PROMPT ::
How many lines in the rows below contain the word "silver", with case counting? Reply with the number only.

Stored data
** Begin **
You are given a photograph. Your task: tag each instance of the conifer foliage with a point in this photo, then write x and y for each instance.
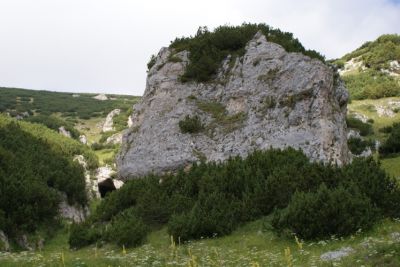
(214, 199)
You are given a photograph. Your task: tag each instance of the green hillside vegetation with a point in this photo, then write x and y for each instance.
(372, 83)
(84, 106)
(378, 53)
(214, 199)
(54, 123)
(208, 48)
(36, 166)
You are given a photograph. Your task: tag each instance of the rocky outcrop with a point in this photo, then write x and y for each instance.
(4, 244)
(114, 139)
(83, 139)
(108, 124)
(266, 98)
(72, 213)
(105, 182)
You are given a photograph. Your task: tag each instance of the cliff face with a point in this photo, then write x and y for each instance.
(267, 98)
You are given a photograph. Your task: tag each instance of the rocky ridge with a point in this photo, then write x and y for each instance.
(266, 98)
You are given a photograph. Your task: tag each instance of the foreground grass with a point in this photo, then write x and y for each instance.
(251, 245)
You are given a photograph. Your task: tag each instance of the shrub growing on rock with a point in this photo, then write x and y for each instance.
(364, 128)
(392, 144)
(191, 124)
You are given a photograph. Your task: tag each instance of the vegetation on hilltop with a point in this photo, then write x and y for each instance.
(36, 167)
(84, 106)
(377, 54)
(373, 82)
(208, 48)
(214, 199)
(54, 123)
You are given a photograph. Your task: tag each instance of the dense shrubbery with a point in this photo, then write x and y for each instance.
(378, 53)
(364, 128)
(55, 123)
(48, 103)
(207, 49)
(191, 124)
(33, 174)
(371, 84)
(326, 212)
(392, 143)
(213, 199)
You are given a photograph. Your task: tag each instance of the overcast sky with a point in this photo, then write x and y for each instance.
(104, 45)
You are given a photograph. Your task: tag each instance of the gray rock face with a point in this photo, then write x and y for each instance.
(108, 124)
(4, 244)
(270, 98)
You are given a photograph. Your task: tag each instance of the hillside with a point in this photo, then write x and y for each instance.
(54, 152)
(37, 174)
(263, 94)
(373, 70)
(263, 206)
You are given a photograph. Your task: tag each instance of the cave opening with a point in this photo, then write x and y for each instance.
(106, 187)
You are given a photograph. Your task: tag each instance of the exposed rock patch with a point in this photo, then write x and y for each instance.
(384, 112)
(266, 98)
(101, 97)
(337, 254)
(108, 124)
(4, 244)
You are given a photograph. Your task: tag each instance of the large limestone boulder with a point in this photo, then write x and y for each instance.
(268, 97)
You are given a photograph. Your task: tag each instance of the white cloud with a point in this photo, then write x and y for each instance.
(104, 45)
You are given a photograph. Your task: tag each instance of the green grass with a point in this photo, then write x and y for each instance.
(251, 245)
(367, 108)
(17, 101)
(105, 155)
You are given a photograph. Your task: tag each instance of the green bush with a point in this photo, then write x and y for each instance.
(127, 230)
(364, 128)
(48, 103)
(82, 235)
(371, 84)
(213, 215)
(55, 123)
(317, 215)
(208, 49)
(392, 143)
(36, 168)
(191, 124)
(213, 199)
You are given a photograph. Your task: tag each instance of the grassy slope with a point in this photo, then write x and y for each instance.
(367, 108)
(250, 245)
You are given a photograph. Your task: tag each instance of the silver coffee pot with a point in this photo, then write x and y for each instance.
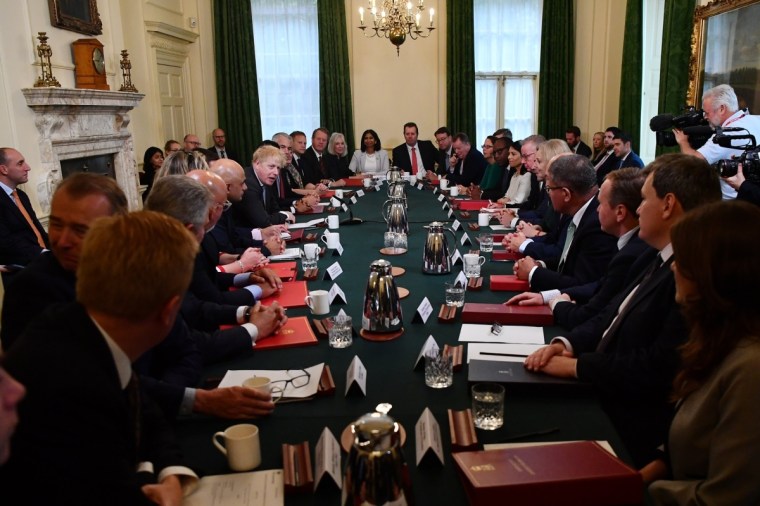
(436, 258)
(376, 472)
(382, 305)
(394, 214)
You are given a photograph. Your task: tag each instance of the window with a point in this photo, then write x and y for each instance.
(287, 64)
(507, 59)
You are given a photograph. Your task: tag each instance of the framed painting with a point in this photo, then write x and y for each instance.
(76, 15)
(725, 49)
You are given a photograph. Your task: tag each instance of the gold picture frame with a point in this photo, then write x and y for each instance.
(724, 50)
(79, 16)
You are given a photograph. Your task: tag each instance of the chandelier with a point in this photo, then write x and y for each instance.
(395, 20)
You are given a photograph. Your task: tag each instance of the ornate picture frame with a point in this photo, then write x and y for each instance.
(76, 15)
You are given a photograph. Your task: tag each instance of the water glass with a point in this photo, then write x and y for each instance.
(486, 243)
(454, 294)
(439, 369)
(488, 405)
(339, 335)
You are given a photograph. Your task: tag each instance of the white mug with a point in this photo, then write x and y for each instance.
(241, 446)
(264, 384)
(331, 239)
(318, 301)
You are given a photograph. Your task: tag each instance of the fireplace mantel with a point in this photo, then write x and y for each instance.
(76, 123)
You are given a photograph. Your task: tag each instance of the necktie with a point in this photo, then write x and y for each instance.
(28, 218)
(566, 248)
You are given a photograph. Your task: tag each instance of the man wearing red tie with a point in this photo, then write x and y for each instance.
(414, 156)
(22, 237)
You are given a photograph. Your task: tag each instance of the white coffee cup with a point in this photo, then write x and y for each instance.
(264, 384)
(241, 446)
(332, 239)
(318, 301)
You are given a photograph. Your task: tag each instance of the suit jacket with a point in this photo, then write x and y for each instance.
(591, 298)
(18, 243)
(76, 442)
(587, 259)
(474, 168)
(428, 153)
(253, 211)
(634, 373)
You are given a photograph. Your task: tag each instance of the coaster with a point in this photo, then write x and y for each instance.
(347, 438)
(380, 336)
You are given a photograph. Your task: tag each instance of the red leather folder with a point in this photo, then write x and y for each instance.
(296, 332)
(474, 312)
(292, 294)
(506, 255)
(568, 474)
(508, 283)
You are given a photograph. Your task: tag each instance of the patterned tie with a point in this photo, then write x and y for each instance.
(28, 218)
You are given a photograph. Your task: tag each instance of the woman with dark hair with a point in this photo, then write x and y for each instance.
(152, 161)
(713, 451)
(371, 158)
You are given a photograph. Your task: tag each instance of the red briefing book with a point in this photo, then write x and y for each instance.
(508, 283)
(474, 312)
(568, 474)
(297, 332)
(292, 294)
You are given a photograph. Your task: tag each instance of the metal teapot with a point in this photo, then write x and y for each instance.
(394, 214)
(376, 471)
(436, 258)
(382, 305)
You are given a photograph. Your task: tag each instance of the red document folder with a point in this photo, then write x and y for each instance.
(508, 283)
(297, 332)
(570, 474)
(474, 312)
(292, 294)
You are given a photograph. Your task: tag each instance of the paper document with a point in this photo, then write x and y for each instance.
(298, 383)
(518, 334)
(500, 352)
(260, 488)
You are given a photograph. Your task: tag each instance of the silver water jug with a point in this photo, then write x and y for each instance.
(436, 258)
(382, 305)
(394, 213)
(376, 472)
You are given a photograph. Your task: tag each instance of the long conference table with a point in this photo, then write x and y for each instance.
(390, 374)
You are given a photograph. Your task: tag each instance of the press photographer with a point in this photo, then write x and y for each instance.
(721, 109)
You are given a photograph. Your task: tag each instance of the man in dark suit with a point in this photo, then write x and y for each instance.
(220, 147)
(629, 350)
(414, 156)
(22, 237)
(469, 163)
(84, 416)
(573, 139)
(259, 208)
(586, 249)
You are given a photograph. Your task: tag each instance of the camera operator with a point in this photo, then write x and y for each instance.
(721, 109)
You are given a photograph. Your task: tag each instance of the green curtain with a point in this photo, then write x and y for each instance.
(460, 67)
(236, 82)
(676, 52)
(631, 72)
(555, 93)
(335, 106)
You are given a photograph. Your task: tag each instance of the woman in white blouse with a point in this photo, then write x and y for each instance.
(371, 158)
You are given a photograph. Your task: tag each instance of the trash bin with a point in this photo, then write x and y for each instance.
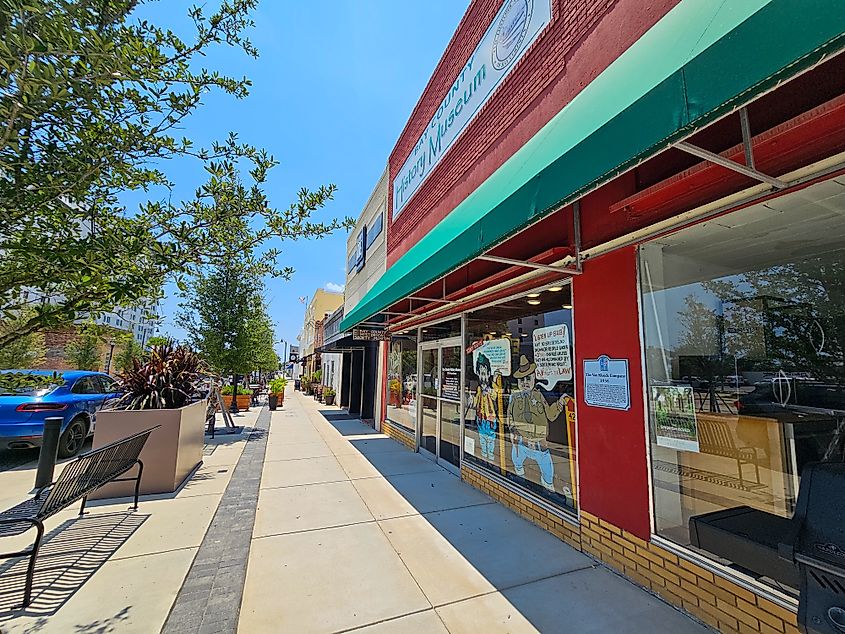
** End **
FINAL ANSWER ::
2